▸ **Assignment**
The result should be an exact copy of the lines from the one with "negative clicks: (108, 94) (105, 93)" through the last line of the data below, both included.

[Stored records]
--------------------------------

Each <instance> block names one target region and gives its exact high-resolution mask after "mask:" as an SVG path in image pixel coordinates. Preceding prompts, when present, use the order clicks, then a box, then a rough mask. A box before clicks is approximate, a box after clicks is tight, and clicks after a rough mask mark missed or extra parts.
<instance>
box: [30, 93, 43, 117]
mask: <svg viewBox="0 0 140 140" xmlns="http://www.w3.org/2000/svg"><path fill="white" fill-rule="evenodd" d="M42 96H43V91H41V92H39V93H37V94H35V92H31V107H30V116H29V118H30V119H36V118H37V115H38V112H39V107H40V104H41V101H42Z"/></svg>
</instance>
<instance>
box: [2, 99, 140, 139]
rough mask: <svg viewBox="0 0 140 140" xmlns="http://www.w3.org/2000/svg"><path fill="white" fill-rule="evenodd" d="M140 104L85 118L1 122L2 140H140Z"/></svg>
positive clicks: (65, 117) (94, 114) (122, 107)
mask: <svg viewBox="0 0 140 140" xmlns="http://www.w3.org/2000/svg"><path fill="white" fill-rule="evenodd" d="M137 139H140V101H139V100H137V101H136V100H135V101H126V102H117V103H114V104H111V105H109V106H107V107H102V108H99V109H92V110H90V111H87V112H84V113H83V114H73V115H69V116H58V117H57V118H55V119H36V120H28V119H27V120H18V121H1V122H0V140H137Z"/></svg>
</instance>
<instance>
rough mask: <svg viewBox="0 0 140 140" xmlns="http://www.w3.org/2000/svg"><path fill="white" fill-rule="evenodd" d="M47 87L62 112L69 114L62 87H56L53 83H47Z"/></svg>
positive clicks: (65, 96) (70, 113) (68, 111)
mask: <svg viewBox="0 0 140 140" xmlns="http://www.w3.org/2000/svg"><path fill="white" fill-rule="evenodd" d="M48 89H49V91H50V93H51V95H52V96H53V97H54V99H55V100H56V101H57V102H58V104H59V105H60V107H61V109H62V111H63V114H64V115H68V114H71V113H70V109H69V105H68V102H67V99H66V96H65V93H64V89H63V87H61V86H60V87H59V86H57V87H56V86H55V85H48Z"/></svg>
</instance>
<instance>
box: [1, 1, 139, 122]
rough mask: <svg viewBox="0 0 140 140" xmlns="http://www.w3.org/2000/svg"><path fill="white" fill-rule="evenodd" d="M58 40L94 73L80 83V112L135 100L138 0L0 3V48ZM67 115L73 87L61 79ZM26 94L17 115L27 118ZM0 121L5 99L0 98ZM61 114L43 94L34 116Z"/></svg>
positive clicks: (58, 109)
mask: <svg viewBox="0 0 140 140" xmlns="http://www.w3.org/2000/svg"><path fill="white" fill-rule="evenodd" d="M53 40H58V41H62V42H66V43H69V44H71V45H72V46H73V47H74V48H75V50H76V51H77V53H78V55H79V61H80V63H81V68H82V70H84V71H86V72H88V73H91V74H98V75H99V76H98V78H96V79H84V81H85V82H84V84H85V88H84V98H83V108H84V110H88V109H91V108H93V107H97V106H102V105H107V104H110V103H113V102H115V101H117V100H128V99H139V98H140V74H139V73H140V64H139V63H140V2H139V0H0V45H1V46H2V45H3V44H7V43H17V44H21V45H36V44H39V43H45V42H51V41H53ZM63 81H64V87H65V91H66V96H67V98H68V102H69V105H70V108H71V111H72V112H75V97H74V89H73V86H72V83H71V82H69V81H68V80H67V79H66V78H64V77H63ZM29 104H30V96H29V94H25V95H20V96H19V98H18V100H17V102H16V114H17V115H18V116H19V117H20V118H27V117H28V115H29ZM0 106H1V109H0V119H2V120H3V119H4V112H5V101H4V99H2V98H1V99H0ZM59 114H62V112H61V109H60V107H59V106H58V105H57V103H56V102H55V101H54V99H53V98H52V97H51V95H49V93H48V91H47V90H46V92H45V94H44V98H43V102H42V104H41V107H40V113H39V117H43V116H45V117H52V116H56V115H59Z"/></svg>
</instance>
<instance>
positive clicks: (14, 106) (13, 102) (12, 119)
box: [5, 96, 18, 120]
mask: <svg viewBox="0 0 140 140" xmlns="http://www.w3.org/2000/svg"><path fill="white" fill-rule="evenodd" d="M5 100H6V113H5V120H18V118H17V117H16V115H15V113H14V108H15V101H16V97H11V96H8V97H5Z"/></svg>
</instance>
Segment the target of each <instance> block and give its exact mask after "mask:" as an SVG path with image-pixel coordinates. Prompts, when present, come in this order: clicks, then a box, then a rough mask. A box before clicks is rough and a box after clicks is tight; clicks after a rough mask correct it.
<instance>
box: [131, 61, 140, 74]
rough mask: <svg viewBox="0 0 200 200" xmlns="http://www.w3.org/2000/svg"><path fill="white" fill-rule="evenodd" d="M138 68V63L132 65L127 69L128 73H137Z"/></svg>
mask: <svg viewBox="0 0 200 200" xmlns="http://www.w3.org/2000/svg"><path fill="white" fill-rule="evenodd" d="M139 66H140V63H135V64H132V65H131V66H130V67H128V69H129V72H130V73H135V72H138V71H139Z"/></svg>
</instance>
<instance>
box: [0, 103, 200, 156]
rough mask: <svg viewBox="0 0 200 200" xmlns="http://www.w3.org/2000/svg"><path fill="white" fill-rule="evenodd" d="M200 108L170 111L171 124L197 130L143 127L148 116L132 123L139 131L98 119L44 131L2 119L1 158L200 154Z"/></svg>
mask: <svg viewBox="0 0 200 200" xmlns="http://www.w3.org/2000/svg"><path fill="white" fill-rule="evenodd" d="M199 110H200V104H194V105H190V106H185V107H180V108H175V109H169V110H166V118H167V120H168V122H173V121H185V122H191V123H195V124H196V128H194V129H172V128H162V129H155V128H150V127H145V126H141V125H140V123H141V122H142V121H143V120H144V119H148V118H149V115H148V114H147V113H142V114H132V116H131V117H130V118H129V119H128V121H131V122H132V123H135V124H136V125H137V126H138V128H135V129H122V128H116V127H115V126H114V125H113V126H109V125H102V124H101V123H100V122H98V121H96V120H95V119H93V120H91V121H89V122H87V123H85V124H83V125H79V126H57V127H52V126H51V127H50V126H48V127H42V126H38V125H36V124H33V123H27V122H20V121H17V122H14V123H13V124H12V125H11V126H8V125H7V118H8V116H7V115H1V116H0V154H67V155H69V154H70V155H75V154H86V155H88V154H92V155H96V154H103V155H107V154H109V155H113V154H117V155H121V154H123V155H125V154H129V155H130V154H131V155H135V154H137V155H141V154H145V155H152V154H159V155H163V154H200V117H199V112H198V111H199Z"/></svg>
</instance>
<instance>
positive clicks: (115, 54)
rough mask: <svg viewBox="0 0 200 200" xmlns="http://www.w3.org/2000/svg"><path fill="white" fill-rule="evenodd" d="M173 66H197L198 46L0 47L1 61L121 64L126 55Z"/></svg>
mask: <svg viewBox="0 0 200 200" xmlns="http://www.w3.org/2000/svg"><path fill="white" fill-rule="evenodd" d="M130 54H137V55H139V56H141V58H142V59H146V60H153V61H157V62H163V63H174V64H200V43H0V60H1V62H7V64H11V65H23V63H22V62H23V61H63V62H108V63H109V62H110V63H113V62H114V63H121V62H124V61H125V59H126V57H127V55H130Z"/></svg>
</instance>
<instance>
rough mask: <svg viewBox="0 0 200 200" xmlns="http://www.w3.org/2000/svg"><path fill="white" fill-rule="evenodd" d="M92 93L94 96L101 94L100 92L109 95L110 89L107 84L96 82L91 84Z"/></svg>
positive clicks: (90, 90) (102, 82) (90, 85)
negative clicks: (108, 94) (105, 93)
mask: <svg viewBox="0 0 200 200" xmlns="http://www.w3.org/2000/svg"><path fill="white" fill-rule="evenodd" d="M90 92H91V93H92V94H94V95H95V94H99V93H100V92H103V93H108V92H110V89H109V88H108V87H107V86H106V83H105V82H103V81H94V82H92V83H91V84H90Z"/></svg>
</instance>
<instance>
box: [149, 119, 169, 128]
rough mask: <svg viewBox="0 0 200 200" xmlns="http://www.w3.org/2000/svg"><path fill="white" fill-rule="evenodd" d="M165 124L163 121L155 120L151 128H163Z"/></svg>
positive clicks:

--------------------------------

▸ **Response**
negative clicks: (108, 94) (105, 93)
mask: <svg viewBox="0 0 200 200" xmlns="http://www.w3.org/2000/svg"><path fill="white" fill-rule="evenodd" d="M90 92H91V93H92V94H94V95H95V94H99V93H100V92H103V93H108V92H110V89H109V88H108V87H107V86H106V83H105V82H103V81H94V82H92V83H91V84H90Z"/></svg>
</instance>
<instance>
box: [149, 119, 169, 128]
rough mask: <svg viewBox="0 0 200 200" xmlns="http://www.w3.org/2000/svg"><path fill="white" fill-rule="evenodd" d="M165 124L163 121L155 120L151 128H163Z"/></svg>
positive clicks:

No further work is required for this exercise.